• Records of labeled points:
-------------------------
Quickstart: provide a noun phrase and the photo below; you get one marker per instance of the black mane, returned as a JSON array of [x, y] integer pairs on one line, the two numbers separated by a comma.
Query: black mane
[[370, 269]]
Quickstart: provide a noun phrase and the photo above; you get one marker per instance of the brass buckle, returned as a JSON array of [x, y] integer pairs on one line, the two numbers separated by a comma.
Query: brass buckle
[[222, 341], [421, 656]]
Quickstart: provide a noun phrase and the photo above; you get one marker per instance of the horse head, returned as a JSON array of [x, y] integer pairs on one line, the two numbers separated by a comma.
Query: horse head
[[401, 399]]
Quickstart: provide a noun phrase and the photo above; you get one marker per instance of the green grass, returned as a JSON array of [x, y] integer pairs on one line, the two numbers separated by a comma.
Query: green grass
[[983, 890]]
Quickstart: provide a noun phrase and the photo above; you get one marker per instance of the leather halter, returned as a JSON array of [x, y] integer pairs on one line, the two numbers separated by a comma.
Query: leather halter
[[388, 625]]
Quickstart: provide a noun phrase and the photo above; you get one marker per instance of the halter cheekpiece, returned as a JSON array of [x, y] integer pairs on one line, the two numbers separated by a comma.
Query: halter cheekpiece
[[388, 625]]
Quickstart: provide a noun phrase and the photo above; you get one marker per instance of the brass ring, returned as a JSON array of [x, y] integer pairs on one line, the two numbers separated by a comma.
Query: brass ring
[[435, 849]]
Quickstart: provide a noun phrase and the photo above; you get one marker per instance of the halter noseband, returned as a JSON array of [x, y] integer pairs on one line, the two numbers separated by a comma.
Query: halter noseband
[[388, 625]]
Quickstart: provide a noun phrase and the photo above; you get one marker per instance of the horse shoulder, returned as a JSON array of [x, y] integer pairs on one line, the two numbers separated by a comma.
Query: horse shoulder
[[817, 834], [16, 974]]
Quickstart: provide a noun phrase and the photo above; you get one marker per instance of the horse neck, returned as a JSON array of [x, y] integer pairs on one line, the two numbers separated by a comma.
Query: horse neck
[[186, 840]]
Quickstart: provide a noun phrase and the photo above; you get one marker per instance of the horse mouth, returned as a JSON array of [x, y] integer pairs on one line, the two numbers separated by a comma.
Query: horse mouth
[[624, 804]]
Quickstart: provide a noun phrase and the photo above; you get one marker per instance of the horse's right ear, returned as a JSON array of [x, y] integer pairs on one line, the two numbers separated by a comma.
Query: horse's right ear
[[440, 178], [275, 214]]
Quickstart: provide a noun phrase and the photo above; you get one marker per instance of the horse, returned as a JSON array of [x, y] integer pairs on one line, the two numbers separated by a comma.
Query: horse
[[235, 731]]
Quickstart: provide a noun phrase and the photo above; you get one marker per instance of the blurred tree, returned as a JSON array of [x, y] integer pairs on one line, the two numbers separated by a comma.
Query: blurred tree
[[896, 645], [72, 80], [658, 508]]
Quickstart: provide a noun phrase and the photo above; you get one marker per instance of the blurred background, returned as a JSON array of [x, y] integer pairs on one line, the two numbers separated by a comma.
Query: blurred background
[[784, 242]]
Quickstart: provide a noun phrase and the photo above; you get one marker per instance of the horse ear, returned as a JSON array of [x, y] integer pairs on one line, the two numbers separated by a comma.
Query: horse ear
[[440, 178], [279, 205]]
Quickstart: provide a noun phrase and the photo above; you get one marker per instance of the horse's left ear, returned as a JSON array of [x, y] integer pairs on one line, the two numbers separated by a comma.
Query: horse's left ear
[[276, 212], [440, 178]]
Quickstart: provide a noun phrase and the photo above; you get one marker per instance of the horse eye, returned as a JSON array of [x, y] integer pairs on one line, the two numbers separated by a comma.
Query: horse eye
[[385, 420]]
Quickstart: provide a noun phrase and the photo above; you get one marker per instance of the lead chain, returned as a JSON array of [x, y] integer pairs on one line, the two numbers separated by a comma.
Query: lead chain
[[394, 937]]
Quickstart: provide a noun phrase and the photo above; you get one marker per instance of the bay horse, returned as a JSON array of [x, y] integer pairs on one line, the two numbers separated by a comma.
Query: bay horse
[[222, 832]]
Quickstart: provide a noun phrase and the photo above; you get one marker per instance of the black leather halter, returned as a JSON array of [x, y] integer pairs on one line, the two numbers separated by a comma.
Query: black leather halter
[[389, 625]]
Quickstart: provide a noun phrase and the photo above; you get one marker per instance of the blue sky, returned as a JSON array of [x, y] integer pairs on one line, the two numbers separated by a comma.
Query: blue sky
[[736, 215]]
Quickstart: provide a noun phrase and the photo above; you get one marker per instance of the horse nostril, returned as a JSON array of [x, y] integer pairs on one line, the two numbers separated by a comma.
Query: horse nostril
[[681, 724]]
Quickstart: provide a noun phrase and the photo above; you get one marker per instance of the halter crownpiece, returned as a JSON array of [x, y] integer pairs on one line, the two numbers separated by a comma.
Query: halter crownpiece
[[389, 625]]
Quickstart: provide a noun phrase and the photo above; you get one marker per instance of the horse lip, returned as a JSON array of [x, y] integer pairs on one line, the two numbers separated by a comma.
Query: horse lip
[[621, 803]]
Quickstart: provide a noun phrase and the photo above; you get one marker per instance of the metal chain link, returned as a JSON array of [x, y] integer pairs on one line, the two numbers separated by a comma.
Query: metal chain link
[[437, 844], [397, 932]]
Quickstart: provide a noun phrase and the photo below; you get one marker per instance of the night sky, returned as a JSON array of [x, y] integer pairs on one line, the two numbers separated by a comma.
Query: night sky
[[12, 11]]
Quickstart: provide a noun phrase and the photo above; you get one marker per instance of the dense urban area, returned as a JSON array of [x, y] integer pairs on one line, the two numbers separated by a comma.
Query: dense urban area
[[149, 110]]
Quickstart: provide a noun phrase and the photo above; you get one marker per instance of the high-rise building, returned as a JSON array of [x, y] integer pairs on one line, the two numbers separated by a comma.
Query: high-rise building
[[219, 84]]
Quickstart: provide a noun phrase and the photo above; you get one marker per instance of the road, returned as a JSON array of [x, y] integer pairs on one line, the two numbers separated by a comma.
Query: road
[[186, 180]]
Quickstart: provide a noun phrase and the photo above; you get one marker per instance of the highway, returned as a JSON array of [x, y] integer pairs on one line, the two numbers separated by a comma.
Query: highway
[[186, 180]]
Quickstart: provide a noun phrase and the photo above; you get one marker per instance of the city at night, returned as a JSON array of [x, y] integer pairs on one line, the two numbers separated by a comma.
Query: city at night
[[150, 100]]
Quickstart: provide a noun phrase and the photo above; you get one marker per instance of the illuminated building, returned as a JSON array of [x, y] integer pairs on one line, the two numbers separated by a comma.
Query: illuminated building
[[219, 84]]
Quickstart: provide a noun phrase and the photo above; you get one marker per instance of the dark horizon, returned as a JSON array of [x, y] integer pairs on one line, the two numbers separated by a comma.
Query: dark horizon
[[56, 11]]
-------------------------
• Required task:
Rewrite every record above, swapping "noun phrase" for "object name" wherever it occurs and leaving everything else untouched.

• Result for this exercise:
Quickstart: provide a object name and the photo below; you get one marker per instance of the black mane, returned as a JSON array of [x, y] integer pairs on one line, the two numbers separated by a comma.
Query: black mane
[[370, 269]]
Quickstart: provide a object name and the photo above; you get one marker per instance of the brass buckle, returned as a JSON array of [x, y] integer pairs on one line, the two numbers separated by a comma.
Query: brass buckle
[[222, 341], [421, 656]]
Quickstart: provide a object name and the photo above; you get one marker per instance of the horse head, returned as a JSON array of [x, y] integer pairs on one line, the two numbers separated by a comma.
Query: horse head
[[401, 399]]
Quickstart: provide a object name and the photo above; you get one marker per instance of the green grass, returned as a JSON array of [x, y] integer pairs on one line, the two numbers separated by a comma.
Query: green grass
[[983, 890]]
Quickstart: provide a object name and the photo above; you get one marker per instance of the leather halter, returned as a JSON array of [x, y] integer pairs on one line, the two numbers separated by a comma.
Query: leather halter
[[388, 625]]
Quickstart: provide a object name and the photo above; you get one marker per instance of the halter cheekpiece, returned as a JSON array of [x, y] integer pairs on one line, the two numbers separated by a comma.
Query: halter cheekpiece
[[388, 625]]
Quickstart: provide a object name and the photo above; you get one marker per instance of the brass ring, returned as a JSON array of [x, y] integer pairs on one line, the two numbers separated by a comma.
Query: brass ring
[[435, 849]]
Quickstart: provide a object name and the photo above; you get one marker per instance of the halter noseband, returned as a JSON array of [x, y] integer pairs on one line, the two numbers separated by a comma.
Query: halter noseband
[[388, 625]]
Quickstart: provide a object name and the photo above; you get one marker per instance of the horse shoulder, returned as a JSON array of [x, y] integer pairs on one line, the two numbers separated by a comma.
Query: horse shoulder
[[817, 834], [16, 974]]
Quickstart: provide a object name and the photo above; you get one marker per instance of the horse neck, returned as a JSON array of [x, y] integer pairs on one line, the two numbers separated by a comma.
Query: horse neck
[[186, 840]]
Quickstart: provide a object name and the photo above; you get one marker per instance of the horse mouth, returned as a JSON array of [x, y] integer pairs on one line, the two numbers separated by a comma.
Query: horse mouth
[[624, 804]]
Quickstart: provide a object name and the photo above; you get one marker per instance of the horse's right ear, returned as a JSON array of [x, y] integer pairs on one line, the two numbers separated by a comma.
Query: horse's right ear
[[440, 178], [275, 214]]
Quickstart: provide a object name and the photo above; you get one marker per instance of the horse, returned as a JSON array of [x, y] integer pairs on one line, the two numbers separated by a comma.
Query: horse
[[235, 731]]
Quickstart: provide a object name and the photo above; you get one marker per instance of the blurred tree, returned as a JSON array of [x, y] integer pairs on one line, the two numbers separated by a comma.
Query: blurred tree
[[896, 645], [72, 80], [658, 508]]
Quickstart: provide a object name and the photo above; you get one marker per instance of the blurred background, returned as a JSON array of [x, y] integer pairs on one line, the two numbers separated by a comma.
Query: blurred background
[[784, 242]]
Quickstart: provide a object name and the photo above; you get one marker per instance of the horse ear, returned as a JSON array of [x, y] integer pairs on one line, the two numbers separated by a comma.
Query: horse ear
[[440, 178], [279, 205]]
Quickstart: provide a object name and the photo above; you get one marker per instance of the horse's left ear, returned as a JSON array of [x, y] integer pairs on one line, the two numbers separated by a comma.
Query: horse's left ear
[[276, 212], [440, 178]]
Quickstart: provide a object name and the photo above; you get one marker per instance of the horse eye, returned as a JSON array of [x, y] integer pairs on one line, the two numbers separated by a comma.
Query: horse eye
[[385, 420]]
Quickstart: provide a object name and the photo above; you get one marker per instance of the lead chain, returned as a JSON array of [x, y] integer pairs on one line, the two numbers separated by a comma.
Query: lead chain
[[394, 937]]
Quickstart: provide a object name and the photo above; you get one marker per instance of the bay horse, returned as a JSON array of [x, y] integer pairs on one line, the two numbers separated by a comma.
Query: bay horse
[[222, 832]]
Quickstart: provide a object name and the photo above; you get one marker per instance of the black leather halter, returned as a JSON array of [x, y] integer pairs on one line, the two numbers separated by a comma.
Query: black leather halter
[[389, 625]]
Quickstart: provide a object name and the photo above; you get one marker per instance of the blue sky, returned as a JSON array of [x, y] integer pairs on one line, the two numbers separated by a comma.
Query: blue sky
[[736, 215]]
Quickstart: provide a object name and the photo above; you get one marker per instance of the horse nostril, returned as a JSON array of [x, y] integer pairs on one line, the two numbers separated by a comma.
Query: horse nostril
[[681, 724]]
Quickstart: provide a object name and the photo above; you get one marker per instance of the halter crownpiece, returned as a JSON array of [x, y] integer pairs on one line, the two numbers separated by a comma.
Query: halter crownpiece
[[389, 625]]
Quickstart: provide a object name and the photo above; you get one marker per instance of the horse lip, returned as a JSON array of [x, y] integer pairs on one line, the two numbers separated by a comma.
Query: horse lip
[[621, 803]]
Quickstart: provide a object name and the photo above; you get one marker per instance of the metal chain link, returned as a JSON array of [x, y] integer pairs on one line, the two numbers separated by a comma.
Query: metal chain link
[[437, 844], [397, 932]]
Quickstart: provide a object name and the photo below; you get one marker per instance of the night sky, returned as a JSON array of [x, y] integer pairs on one line, the two numbers separated by a comma.
Query: night sky
[[12, 11]]
Quickstart: provide a object name and the photo above; you get one marker per instance of the dense urban area, returned as a JSON array of [x, y] integer pairs on one line, the two numbers separated by a comma.
Query: dense urban area
[[149, 110]]
Quickstart: provide a object name and the photo above; you get one marker per instance of the high-rise building, returned as a JSON array of [x, y] integer pairs on one line, the two numbers separated by a comma.
Query: high-rise building
[[219, 84]]
Quickstart: provide a object name and the photo above; you get one marker per instance of the road, returned as a JSON array of [x, y] integer pairs on one line, the two numbers separated by a comma.
Query: road
[[186, 180]]
Quickstart: provide a object name and the photo above; you get one marker per instance of the highway, returned as a JSON array of [x, y] integer pairs on one line, the two numbers separated by a comma.
Query: highway
[[186, 180]]
Quickstart: provide a object name and the photo above; you get one marker per instance of the city at night, returned as a JSON array of [x, y] integer pairs on one line, the two numbers separated by a comma.
Query: city at night
[[150, 100]]
Quickstart: provide a object name and the photo above; you get one marker per instance of the illuminated building, returned as a JSON array of [x, y] integer pairs on one line, the two numbers separated by a comma.
Query: illuminated building
[[219, 84]]
Quickstart: provide a object name and the photo above; you get one marker per instance of the dark horizon, returned as a JSON array of [x, y] integer pairs on one line, the two numbers separated by a comma.
Query: dark horizon
[[56, 11]]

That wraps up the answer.